Work to complete
Your task is to extract the lines from the one holding "For every instance of the cluster" through the end of the material. Set them down exactly and add nothing.

Collected data:

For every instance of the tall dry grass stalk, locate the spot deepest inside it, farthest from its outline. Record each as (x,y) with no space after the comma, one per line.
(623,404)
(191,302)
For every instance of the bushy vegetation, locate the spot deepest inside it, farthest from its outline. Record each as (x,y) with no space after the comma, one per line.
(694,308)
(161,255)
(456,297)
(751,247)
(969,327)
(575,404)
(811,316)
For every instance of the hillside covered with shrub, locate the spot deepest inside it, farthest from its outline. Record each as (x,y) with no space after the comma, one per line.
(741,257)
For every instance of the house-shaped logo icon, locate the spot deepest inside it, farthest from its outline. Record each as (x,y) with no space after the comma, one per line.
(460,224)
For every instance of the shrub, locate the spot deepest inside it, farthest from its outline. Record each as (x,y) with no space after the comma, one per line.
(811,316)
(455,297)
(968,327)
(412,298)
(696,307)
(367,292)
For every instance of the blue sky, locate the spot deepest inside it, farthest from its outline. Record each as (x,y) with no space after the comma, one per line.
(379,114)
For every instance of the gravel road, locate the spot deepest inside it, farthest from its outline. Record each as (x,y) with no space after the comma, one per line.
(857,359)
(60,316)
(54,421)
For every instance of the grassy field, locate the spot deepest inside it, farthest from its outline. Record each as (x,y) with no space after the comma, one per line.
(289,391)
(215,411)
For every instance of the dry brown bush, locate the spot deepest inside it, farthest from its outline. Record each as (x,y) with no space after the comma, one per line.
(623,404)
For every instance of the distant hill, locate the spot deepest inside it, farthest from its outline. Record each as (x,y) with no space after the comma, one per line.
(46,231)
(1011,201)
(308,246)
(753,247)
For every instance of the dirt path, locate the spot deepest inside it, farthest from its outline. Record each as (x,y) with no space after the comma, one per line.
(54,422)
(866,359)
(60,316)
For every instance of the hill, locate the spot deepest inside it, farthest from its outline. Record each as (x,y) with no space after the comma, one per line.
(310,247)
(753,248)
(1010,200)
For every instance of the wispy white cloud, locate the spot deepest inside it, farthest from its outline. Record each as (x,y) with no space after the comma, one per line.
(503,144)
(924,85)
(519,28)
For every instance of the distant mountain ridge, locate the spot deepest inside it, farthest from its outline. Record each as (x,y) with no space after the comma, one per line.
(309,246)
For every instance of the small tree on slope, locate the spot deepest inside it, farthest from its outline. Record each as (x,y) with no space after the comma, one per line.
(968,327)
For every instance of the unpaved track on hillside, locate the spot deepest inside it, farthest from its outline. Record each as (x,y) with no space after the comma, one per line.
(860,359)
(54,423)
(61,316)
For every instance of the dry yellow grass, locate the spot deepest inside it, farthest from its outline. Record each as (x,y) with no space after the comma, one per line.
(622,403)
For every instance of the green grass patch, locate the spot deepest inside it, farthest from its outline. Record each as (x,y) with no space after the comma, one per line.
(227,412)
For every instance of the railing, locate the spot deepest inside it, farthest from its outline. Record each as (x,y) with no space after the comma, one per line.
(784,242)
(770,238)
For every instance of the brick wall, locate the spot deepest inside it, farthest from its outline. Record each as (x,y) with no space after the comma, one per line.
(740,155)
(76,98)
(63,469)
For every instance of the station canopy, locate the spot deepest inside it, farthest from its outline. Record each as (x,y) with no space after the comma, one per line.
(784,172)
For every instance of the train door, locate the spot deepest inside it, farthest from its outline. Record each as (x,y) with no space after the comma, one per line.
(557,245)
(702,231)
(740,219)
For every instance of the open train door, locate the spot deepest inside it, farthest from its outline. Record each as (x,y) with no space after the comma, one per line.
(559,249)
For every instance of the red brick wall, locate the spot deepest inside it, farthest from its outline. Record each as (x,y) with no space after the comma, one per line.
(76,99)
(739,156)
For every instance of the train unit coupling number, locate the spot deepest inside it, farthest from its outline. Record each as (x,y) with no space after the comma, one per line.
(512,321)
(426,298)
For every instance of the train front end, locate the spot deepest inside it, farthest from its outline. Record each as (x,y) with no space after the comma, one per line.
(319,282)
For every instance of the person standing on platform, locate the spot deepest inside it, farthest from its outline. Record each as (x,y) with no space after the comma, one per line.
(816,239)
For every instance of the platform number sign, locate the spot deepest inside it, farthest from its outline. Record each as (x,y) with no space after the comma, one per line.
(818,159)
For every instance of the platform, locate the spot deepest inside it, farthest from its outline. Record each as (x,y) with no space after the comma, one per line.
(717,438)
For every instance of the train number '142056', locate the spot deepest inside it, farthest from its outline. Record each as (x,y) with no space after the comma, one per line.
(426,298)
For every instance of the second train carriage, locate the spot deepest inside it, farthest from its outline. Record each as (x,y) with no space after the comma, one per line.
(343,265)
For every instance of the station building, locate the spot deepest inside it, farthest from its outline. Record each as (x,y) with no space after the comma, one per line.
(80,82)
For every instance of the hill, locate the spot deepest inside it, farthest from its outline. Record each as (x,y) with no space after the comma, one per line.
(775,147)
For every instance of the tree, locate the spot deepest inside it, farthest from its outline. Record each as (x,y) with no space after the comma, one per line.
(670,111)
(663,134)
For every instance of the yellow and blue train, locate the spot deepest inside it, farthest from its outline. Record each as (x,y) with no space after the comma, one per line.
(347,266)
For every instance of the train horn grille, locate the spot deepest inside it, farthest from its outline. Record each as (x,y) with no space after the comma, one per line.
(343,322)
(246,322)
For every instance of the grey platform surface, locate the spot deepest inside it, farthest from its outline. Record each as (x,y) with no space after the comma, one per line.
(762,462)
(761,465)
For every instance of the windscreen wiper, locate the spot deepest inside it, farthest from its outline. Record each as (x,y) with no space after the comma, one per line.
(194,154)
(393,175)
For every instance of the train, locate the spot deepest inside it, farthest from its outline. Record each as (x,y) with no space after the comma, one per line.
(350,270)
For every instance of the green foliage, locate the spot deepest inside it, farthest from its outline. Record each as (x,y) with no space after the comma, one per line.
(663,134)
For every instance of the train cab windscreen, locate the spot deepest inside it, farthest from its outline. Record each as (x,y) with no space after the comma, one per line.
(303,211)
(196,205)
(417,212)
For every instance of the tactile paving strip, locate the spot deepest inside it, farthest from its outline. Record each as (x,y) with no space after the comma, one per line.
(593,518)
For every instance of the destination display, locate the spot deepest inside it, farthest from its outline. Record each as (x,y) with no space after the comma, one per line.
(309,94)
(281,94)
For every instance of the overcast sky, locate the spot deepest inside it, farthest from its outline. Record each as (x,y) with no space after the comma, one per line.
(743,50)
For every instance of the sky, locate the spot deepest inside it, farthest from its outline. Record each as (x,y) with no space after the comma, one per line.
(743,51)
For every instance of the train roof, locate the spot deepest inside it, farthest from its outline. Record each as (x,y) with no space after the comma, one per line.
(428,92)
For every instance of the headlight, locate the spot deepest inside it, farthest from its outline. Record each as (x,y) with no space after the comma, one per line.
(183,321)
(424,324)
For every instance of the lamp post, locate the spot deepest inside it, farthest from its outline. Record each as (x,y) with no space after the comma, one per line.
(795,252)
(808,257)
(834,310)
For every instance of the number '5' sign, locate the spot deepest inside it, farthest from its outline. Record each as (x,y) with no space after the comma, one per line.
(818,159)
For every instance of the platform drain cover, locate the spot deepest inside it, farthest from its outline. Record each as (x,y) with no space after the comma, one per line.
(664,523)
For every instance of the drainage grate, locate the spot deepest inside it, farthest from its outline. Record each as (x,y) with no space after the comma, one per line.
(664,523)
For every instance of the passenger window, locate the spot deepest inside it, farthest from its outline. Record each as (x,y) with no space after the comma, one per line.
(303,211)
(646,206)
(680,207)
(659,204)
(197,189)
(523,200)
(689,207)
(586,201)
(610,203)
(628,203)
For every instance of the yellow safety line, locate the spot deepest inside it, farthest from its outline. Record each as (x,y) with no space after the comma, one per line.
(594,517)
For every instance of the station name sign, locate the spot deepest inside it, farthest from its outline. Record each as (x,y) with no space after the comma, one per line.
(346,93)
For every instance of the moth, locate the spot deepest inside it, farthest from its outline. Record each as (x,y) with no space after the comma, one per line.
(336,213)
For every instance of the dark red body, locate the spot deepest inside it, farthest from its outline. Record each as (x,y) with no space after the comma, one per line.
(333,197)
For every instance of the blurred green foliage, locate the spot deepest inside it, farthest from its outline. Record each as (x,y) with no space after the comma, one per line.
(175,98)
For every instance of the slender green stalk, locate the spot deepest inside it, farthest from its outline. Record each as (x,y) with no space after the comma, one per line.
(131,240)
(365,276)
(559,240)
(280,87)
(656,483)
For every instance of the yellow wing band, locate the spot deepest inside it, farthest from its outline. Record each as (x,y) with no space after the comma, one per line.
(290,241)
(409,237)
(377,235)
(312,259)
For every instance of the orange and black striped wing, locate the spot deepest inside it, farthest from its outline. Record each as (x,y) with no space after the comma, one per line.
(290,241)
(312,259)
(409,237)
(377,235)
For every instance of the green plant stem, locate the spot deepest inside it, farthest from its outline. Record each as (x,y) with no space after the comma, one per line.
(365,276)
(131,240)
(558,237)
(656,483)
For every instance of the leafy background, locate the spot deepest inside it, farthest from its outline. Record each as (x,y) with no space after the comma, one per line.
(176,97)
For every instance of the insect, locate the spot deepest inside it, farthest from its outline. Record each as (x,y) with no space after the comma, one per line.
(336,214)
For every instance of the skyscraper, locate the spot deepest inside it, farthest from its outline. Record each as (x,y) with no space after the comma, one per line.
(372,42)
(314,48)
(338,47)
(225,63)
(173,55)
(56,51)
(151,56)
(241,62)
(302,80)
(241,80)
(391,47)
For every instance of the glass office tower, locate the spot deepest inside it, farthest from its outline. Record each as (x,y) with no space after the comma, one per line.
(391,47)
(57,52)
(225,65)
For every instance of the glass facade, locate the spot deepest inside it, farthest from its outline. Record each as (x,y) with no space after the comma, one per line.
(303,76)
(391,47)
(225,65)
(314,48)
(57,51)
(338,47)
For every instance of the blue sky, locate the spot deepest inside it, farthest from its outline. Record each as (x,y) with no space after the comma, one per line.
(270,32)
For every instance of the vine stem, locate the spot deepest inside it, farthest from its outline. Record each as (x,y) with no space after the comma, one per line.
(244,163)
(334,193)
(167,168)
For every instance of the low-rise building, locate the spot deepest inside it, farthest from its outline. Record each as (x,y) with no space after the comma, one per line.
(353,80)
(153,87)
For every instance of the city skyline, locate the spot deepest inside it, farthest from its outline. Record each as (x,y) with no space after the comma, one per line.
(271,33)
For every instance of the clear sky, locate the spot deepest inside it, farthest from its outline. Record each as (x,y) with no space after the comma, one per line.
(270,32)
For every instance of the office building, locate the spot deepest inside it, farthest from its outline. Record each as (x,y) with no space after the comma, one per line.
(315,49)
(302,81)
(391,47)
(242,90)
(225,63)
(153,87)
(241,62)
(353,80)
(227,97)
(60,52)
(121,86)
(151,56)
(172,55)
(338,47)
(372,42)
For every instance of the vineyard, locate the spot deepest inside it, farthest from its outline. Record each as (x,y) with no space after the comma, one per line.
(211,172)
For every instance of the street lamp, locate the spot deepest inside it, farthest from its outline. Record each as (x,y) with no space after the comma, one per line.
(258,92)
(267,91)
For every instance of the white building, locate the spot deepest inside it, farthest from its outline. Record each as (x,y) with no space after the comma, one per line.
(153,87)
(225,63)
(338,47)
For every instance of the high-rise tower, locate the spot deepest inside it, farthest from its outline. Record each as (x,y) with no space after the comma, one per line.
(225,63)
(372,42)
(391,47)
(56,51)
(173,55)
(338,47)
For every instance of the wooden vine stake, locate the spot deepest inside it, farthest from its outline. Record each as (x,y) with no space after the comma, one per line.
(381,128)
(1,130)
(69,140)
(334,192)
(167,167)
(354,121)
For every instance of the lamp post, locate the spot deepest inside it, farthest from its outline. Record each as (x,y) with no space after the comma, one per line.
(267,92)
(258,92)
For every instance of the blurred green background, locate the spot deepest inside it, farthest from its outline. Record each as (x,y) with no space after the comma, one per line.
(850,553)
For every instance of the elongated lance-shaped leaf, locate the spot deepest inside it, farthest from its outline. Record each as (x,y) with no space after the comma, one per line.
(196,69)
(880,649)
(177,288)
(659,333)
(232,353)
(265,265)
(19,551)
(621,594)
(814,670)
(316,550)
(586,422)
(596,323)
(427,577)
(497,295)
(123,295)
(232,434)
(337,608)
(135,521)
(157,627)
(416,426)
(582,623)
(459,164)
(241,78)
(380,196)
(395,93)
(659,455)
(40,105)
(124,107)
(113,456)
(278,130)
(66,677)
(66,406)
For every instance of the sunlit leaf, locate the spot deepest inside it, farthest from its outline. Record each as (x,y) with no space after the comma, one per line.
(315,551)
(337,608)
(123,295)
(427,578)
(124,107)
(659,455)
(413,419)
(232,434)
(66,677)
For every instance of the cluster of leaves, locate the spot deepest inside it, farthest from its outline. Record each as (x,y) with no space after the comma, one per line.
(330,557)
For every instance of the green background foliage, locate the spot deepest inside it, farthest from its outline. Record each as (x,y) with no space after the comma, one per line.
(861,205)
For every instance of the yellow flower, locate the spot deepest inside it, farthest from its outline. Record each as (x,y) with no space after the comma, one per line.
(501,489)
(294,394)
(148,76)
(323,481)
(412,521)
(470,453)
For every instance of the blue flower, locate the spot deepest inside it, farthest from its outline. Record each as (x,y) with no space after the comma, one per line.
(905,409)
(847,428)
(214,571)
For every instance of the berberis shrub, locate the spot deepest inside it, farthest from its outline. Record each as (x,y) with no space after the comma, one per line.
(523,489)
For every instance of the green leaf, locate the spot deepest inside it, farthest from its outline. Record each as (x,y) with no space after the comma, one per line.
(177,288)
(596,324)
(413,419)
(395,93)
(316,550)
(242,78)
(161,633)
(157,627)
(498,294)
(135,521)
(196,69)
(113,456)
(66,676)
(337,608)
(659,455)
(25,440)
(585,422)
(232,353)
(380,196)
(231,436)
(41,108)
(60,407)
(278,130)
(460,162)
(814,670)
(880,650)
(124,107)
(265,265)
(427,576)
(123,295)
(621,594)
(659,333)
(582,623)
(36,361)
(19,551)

In response
For every instance of the cluster of leaves, locate the spot deepest inside it, farthest from its outline. Record each as (x,y) with no space after the comma, one per line.
(330,557)
For every instance of the green background foliage, locate the spot deepest inside it, farthest from its outline. Record each as (x,y) with no space after the comma, one per line.
(861,205)
For every instance of the yellow flower, locate the spot deepest inside it, farthest from its outline. Record each as (x,y) with no space after the comma, one per line.
(501,489)
(294,394)
(148,76)
(323,481)
(412,521)
(470,453)
For every instance of the blue flower, locate the spot deepest inside it, farthest from its outline. Record each as (x,y) with no space after the comma, one per line.
(905,409)
(847,428)
(214,571)
For every instance of the berberis shrub, locate the spot deepest inside it, farthest from its outline. Record each as (x,y) with no space after the comma, one per line.
(523,489)
For every instance of the green leaf, locate the spot deepest inside it, farthest from its outline. Record each as (x,y) with no space after the comma, one per line.
(177,288)
(596,324)
(413,419)
(395,93)
(316,550)
(242,78)
(161,633)
(157,627)
(498,294)
(135,521)
(196,69)
(113,456)
(66,676)
(337,608)
(659,455)
(25,440)
(585,422)
(232,353)
(380,196)
(231,436)
(41,108)
(60,407)
(278,130)
(460,162)
(814,670)
(880,650)
(124,107)
(265,265)
(427,576)
(123,295)
(621,594)
(659,333)
(582,623)
(36,361)
(19,551)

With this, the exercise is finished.